Il grafico di Fig. 1 ci mostra che alcuni settori, in particolare agricoltura e industria, sono dei veri e propri profittatori di guerra. I “poveri” agricoltori protetti e sovvenzionati dalla UE e sfruttatori di manodopera immigrata a 3-5 euro l’ora, non solo hanno i margini di profitto più elevati, ma li hanno portati dal 50% circa del valore aggiunto nel 2019-20 fino a oltre l’80% nel 4° trimestre 2022! Per i coltivatori di cereali e oleaginose la messa fuori gioco o quasi delle esportazioni ucraine è stata una cuccagna, di cui non hanno esitato ad approfittare alzando a dismisura i prezzi dei loro prodotti. Ma anche il settore industriale è passato da poco meno del 50% a oltre il 60%; l’edilizia da poco più del 30% a oltre il 40% (effetto bonus 110%). Meno eclatante l’aumento dei profitti nei servizi.

A fronte del +9,4% dei profitti, i salari per ora lavorata in Europa sono aumentati del 4,5%, ciò che equivale a un calo del 3,4% dei salari reali (cioè del loro potere d’acquisto). Gli aumenti sono stati “spinti dai servizi non di mercato”, ossia dai pubblici dipendenti, protagonisti delle principali lotte salariali degli ultimi mesi, mentre nelle aziende private gli aumenti sono stati inferiori, con alcune eccezioni (ad es. i metalmeccanici tedeschi, che avevano avviato scioperi di avvertimento, hanno ottenuto aumenti dell’8,5%, anche se su 3 anni, con un consistente anticipo).

METTI IN PRATICA:
1) Nel brano su profitti e salari, di quanto sono aumentati i salari per ora lavorata in Europa?
2) Prosegui il brano su profitti e salari a partire dalla sua ultima frase.
Questi dati non hanno alcun legame con il brano.

DATI ARCHIVIATI:
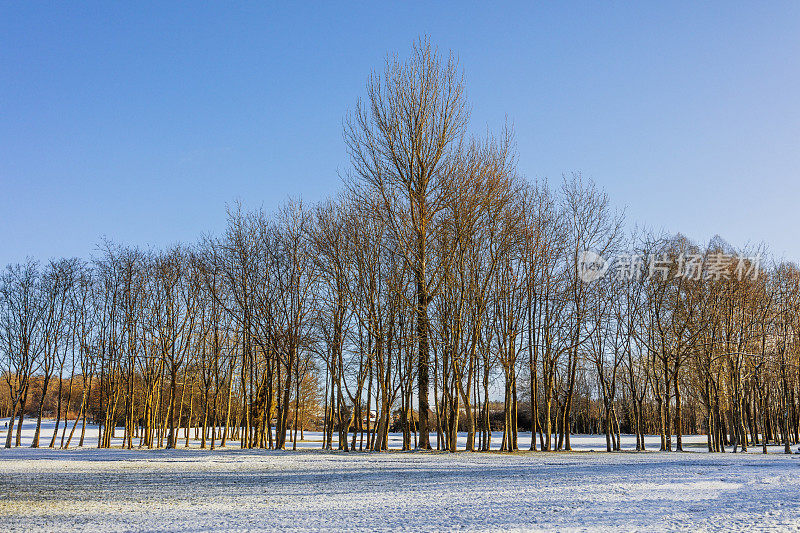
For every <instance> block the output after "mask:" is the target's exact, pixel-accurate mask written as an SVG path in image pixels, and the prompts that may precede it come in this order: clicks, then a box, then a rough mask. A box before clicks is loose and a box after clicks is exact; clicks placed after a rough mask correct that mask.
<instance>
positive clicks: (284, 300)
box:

RISPOSTE SCRITTE:
1) Del 4,5%.

2)
Il potere d’acquisto dei salari precipita

Nel suo ultimo rapporto l’OCSE calcola che in un solo anno, tra il primo trimestre del 2022 e il primo del 2023, i salari reali italiani sono diminuiti del 7,3%, a fronte di un calo del 3,3% in Germania, dell’1,8% in Francia, e dello 0,7% negli USA; in Belgio, dove ci sono stati scioperi importanti, i salari sono aumentati del 2,9% (Fig. 2).

Figura 2 – Variazione dei salari reali tra 1° trim. 2022 e 1° 2023, paesi OCSE

Il Financial Times del 31/3 riportava uno studio degli economisti della University of Massachussetts at Amherst, che conclude che i margini di profitto delle società americane sono ai massimi dalla Seconda Guerra Mondiale, e una ricerca della banca d’affari francese Natixis afferma che nel 2022 le imprese europee hanno realizzato il maggior aumento dei profitti dal 2008.

Lo stesso FMI, il Fondo Monetario Internazionale nel suo World Economic Outlook  dell’aprile 2023 cambia musica rispetto alle consuete prediche rigoriste, affermando che in tutto il mondo i salari nominali sono aumentati meno dei prezzi “il che implica una ripida e inedita riduzione dei salari reali”, mentre “i margini di profitto sono aumentati e vi è spazio per assorbire un recupero salariale[i][2]. Parola dei funzionari del capitale finanziario internazionale (diversamente da Marx che seguiva con grande attenzione analisi e dati prodotti dalla borghesia, i molti “marxisti” che continuano a ripetere il mantra di una crisi che non lascerebbe margini per rivendicazioni economiche evidentemente non seguono il metodo materialistico di Marx e ritengono che basti ripetere qualche passo del Capitale più congeniale ai loro desiderata).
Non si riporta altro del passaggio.